* Work instructions *
Lay out each line of the material below as a numbered list, leaving out blank lines and any pictures.

* Exercise materials *
[start]

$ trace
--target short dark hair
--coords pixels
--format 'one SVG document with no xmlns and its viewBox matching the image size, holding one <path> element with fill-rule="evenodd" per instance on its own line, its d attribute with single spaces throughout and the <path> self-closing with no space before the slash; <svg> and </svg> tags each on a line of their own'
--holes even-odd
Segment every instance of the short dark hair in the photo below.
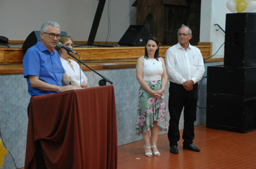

[end]

* Task result *
1. $ trace
2. --target short dark hair
3. --coords pixels
4. --format 'one SVG document with no xmlns and its viewBox matching the image size, holding one <path> element with fill-rule="evenodd" per instance on its own line, its d attribute with single spaces throughout and the <path> self-closing with no space before the slash; <svg> and </svg> tags each on a line of their own'
5. --holes even-odd
6. Segment every instance of the short dark hair in the photo below.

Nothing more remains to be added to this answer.